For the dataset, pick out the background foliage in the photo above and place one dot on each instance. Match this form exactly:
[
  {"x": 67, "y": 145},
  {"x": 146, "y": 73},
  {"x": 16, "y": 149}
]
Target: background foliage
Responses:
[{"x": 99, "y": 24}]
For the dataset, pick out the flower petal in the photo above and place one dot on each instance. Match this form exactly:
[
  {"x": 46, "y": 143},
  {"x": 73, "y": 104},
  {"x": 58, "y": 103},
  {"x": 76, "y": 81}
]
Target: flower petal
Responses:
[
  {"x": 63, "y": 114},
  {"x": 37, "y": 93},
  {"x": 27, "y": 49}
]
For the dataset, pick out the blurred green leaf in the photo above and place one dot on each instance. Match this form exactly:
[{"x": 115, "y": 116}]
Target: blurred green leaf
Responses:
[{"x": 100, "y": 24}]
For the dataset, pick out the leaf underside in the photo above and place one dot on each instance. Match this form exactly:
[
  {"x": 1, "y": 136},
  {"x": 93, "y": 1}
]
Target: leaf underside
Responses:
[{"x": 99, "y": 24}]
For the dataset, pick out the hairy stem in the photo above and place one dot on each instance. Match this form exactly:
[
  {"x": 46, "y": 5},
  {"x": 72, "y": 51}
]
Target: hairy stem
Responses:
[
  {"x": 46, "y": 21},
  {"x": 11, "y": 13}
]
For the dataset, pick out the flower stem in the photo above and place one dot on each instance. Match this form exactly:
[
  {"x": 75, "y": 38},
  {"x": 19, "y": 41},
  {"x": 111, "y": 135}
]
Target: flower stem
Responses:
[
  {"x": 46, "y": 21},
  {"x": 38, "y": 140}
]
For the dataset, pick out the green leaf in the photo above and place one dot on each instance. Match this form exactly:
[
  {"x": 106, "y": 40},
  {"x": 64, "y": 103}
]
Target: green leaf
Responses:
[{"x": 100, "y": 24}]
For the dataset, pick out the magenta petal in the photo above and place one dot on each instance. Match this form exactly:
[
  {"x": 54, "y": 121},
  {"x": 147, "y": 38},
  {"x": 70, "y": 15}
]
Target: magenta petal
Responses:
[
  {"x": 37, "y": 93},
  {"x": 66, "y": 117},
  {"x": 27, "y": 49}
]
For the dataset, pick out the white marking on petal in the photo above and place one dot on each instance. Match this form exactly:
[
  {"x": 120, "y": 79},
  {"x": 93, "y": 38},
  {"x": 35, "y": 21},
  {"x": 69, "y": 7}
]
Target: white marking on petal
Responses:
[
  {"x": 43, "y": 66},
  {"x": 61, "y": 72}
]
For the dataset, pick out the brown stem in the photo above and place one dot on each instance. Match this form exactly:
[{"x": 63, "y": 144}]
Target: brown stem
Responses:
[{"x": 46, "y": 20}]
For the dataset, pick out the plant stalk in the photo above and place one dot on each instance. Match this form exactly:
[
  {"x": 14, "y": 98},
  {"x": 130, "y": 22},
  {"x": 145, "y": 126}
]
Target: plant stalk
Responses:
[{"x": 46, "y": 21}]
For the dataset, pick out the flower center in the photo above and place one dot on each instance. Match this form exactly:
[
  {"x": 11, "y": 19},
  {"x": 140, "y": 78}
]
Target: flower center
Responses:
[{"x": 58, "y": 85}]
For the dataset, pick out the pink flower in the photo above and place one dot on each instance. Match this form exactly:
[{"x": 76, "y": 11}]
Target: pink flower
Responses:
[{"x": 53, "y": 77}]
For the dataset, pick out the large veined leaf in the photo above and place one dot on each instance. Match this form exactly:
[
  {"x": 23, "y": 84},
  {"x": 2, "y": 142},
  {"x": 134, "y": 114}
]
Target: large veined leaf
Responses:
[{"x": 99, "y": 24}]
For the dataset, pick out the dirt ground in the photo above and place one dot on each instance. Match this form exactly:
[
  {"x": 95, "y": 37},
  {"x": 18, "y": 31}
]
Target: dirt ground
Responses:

→ YOUR TASK
The full set of records should be duplicated exactly.

→ EXPECTED ANSWER
For the dataset, pick out the background foliage in the photo above and place one dot on each instance. Match this form exactly:
[
  {"x": 67, "y": 145},
  {"x": 146, "y": 73},
  {"x": 16, "y": 149}
]
Target: background foliage
Responses:
[{"x": 99, "y": 24}]
For the dataset, pick out the flower petal in the photo above and place one dot on each instance. Match this form exactly:
[
  {"x": 46, "y": 143},
  {"x": 73, "y": 104},
  {"x": 58, "y": 103},
  {"x": 76, "y": 81}
]
Target: flower petal
Responses:
[
  {"x": 63, "y": 114},
  {"x": 37, "y": 93},
  {"x": 27, "y": 49}
]
For the dataset, pick out the blurred green leaf in the photo above and place one dot on each instance. Match this form exactly:
[{"x": 115, "y": 116}]
Target: blurred green leaf
Responses:
[{"x": 100, "y": 24}]
For the dataset, pick out the leaf underside in the photo above and place one dot on each instance. Match this form exactly:
[
  {"x": 1, "y": 136},
  {"x": 93, "y": 1}
]
Target: leaf underside
Responses:
[{"x": 99, "y": 24}]
For the dataset, pick out the hairy stem in the photo above and place one dot on each instance. Match this form exactly:
[
  {"x": 46, "y": 5},
  {"x": 72, "y": 51}
]
Target: hairy stem
Responses:
[
  {"x": 46, "y": 21},
  {"x": 11, "y": 13}
]
For the dataset, pick out the flower stem in the photo above and place one dot on each instance. Match this form exactly:
[
  {"x": 75, "y": 38},
  {"x": 19, "y": 41},
  {"x": 111, "y": 135}
]
Target: flower stem
Responses:
[
  {"x": 46, "y": 21},
  {"x": 38, "y": 140}
]
For the dataset, pick out the green leaf in the photo above and place one dot on each instance. Match this form exactly:
[
  {"x": 106, "y": 40},
  {"x": 64, "y": 103}
]
Target: green leaf
Responses:
[{"x": 100, "y": 24}]
For the dataset, pick out the magenta petal in the photo above and place one dot on each instance. Match this form exactly:
[
  {"x": 54, "y": 121},
  {"x": 147, "y": 38},
  {"x": 70, "y": 15}
]
Target: magenta petal
Responses:
[
  {"x": 37, "y": 93},
  {"x": 66, "y": 117},
  {"x": 27, "y": 49}
]
For the dataset, pick out the white marking on petal in the photo above and place one dot on each instance. Match this form exactly:
[
  {"x": 120, "y": 79},
  {"x": 93, "y": 38},
  {"x": 35, "y": 21},
  {"x": 69, "y": 7}
]
Target: white marking on petal
Responses:
[
  {"x": 43, "y": 66},
  {"x": 61, "y": 72}
]
For the dataset, pick out the brown stem in the photo above and place one dot on each instance. Match this form exactly:
[{"x": 63, "y": 144}]
Target: brown stem
Responses:
[{"x": 46, "y": 20}]
For the dataset, pick out the plant stalk in the photo above and place one dot on each instance. Match this form exactly:
[
  {"x": 14, "y": 98},
  {"x": 130, "y": 22},
  {"x": 145, "y": 126}
]
Target: plant stalk
Responses:
[{"x": 46, "y": 21}]
For the dataset, pick out the flower center in the photo above and place one dot on each instance. Match this form exactly:
[
  {"x": 11, "y": 19},
  {"x": 140, "y": 78}
]
Target: flower center
Responses:
[{"x": 58, "y": 85}]
For the dataset, pick out the pink flower in the photo above and place one dot on each instance. Match this form exactly:
[{"x": 76, "y": 11}]
Target: pink flower
Responses:
[{"x": 53, "y": 77}]
For the dataset, pick out the large veined leaf in the photo above and place one dot on each instance. Match this form exactly:
[
  {"x": 23, "y": 84},
  {"x": 2, "y": 142},
  {"x": 134, "y": 114}
]
Target: large veined leaf
Responses:
[{"x": 99, "y": 24}]
For the dataset, pick out the dirt ground in the photo above and place one dot on each instance. Match this form exactly:
[
  {"x": 95, "y": 37},
  {"x": 18, "y": 31}
]
Target: dirt ground
Responses:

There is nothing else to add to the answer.